• DIRECTIVE A:
Convert the lines of the listing, from its first line through the line containing "M 694 394 L", inclusive, into a Markdown table with the columns Row and Line. Leave out blank lines.

• PASSAGE GIVEN:
================================

Advantage: Nomar Mazara

Home Runs

Ain’t close, folks. Mazara is a 6-foot-4 power hitter who clubbed 22 homers a year ago and could threaten 25-plus in the bigs. Tapia almost eclipsed the double-digit mark in 2014 and will benefit from Coors Field; however, his power threat is nowhere close to Mazara’s .200-plus ISO power. Then again, that’s why the Rangers dropped $4.95 million on him as a teenager. Legit power to all fields.

Advantage: Nomar Mazara

Runs Batted In

When comparing two different types of hitters, certain categories can be landslide victories, as it was with the previous one. Tapia is a top-of-the-order bat and is currently in the National League. That won’t offer too many opportunities to drive in runs, no matter how sweet the swing is. Mazara, on the other hand, could develop into a middle-of-the-order threat and rake in the RBI totals. Both hitters project to be integral cogs in their respective lineups. They’re just different, and this category favors those who bat third-to-fifth. The nod goes to Mazara.

Advantage: Nomar Mazara

Runs

When projecting run totals, fantasy owners target hitters with a high batting average, a spot at the top of a lineup, and speed. Tapia should check all three boxes. He scored 93 runs a year ago. It’s tantalizing to consider what those totals could become in Coors. Again, Mazara is no slouch in the runs category. He crossed the plate 78 times in 2014, but he doesn’t have the overall toolkit that Tapia possesses. While fantasy owners shouldn’t avoid Mazara because of his projected run totals, the current Rockies prospect tallies another point in the win column.

Advantage: Raimel Tapia

Stolen Bases

One guy is an above-average runner who swiped 33 bags in 2014. The other is more of a plodder—though not Miguel Montero kinda slow—who only stole four. This discrepancy isn’t going to change at the major-league level. For stolen bases, fantasy owners should clearly target Tapia. Easy win to the 21-year-old to level the contest at three apiece.

Advantage: Raimel Tapia

Injury Risk

No major concerns exist for either player. Tapia appeared in 60-plus games in each of his three seasons in rookie ball, while doubling that upon reaching full-season Asheville. Mazara has similarly been a workhorse, appearing in 120-plus games each of the past two years. I consulted the Google Machine to find a small, insignificant injury in an attempt to separate the two, but it was all for naught.

================================

• EXERCISE INPUT:
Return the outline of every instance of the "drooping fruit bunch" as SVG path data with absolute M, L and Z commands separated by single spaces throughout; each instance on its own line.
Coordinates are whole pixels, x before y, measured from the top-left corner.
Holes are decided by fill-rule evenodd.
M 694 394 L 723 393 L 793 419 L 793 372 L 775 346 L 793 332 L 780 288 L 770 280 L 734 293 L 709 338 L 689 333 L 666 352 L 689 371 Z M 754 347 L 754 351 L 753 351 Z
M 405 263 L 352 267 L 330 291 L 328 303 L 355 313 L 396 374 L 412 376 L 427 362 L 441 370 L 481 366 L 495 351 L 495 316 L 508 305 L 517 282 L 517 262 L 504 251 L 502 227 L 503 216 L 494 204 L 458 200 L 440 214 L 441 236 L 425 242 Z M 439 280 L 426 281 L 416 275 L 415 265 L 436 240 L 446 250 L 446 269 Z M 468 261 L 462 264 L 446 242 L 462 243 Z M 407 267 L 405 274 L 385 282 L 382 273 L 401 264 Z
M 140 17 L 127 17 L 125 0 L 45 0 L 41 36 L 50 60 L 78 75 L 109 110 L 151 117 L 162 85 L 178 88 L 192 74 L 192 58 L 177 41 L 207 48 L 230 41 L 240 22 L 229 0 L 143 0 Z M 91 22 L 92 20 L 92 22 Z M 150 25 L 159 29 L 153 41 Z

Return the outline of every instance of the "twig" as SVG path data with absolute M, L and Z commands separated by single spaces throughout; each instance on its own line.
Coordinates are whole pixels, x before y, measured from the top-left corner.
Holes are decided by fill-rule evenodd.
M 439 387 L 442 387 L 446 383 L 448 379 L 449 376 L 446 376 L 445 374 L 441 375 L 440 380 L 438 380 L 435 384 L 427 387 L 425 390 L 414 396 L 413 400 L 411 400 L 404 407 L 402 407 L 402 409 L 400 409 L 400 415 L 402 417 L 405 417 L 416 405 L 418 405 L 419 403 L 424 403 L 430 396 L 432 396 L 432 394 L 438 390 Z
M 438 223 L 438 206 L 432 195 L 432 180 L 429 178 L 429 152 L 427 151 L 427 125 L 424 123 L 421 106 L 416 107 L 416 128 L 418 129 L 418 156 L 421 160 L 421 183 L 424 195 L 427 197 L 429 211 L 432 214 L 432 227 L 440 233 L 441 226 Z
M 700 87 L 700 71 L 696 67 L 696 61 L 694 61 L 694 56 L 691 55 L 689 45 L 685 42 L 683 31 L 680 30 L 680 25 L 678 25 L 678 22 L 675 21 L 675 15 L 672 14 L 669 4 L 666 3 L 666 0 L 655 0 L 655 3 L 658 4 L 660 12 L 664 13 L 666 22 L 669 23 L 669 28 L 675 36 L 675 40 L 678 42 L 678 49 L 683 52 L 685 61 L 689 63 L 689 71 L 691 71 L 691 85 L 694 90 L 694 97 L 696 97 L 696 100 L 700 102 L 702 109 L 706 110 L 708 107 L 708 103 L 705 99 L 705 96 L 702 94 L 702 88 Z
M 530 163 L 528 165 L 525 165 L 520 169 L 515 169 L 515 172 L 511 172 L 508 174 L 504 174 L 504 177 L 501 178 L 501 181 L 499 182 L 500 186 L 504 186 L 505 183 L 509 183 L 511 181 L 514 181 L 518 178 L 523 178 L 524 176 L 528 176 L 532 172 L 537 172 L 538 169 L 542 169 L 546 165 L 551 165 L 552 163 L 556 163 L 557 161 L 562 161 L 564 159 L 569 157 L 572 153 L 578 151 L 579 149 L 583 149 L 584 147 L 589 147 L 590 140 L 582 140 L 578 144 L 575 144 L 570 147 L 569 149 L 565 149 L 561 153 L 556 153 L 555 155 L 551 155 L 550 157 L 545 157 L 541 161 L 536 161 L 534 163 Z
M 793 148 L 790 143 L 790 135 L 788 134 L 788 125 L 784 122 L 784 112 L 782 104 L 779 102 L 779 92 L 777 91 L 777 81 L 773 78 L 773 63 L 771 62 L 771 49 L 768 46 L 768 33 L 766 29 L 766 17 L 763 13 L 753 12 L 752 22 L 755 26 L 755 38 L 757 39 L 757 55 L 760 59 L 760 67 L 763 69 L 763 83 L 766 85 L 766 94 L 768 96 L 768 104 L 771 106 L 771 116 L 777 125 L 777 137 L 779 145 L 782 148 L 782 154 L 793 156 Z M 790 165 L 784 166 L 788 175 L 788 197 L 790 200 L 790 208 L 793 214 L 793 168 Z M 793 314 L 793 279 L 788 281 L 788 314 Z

================================

• DIRECTIVE B:
Return verbatim the portion of the prospect comparison between "One guy is an" and "at three apiece.", inclusive.

• COMPLETE ANSWER A:
| Row | Line |
|---|---|
| 1 | Return the outline of every instance of the "drooping fruit bunch" as SVG path data with absolute M, L and Z commands separated by single spaces throughout; each instance on its own line. |
| 2 | Coordinates are whole pixels, x before y, measured from the top-left corner. |
| 3 | Holes are decided by fill-rule evenodd. |
| 4 | M 694 394 L 723 393 L 793 419 L 793 372 L 775 346 L 793 332 L 780 288 L 770 280 L 734 293 L 709 338 L 689 333 L 666 352 L 689 371 Z M 754 347 L 754 351 L 753 351 Z |

• COMPLETE ANSWER B:
One guy is an above-average runner who swiped 33 bags in 2014. The other is more of a plodder—though not Miguel Montero kinda slow—who only stole four. This discrepancy isn’t going to change at the major-league level. For stolen bases, fantasy owners should clearly target Tapia. Easy win to the 21-year-old to level the contest at three apiece.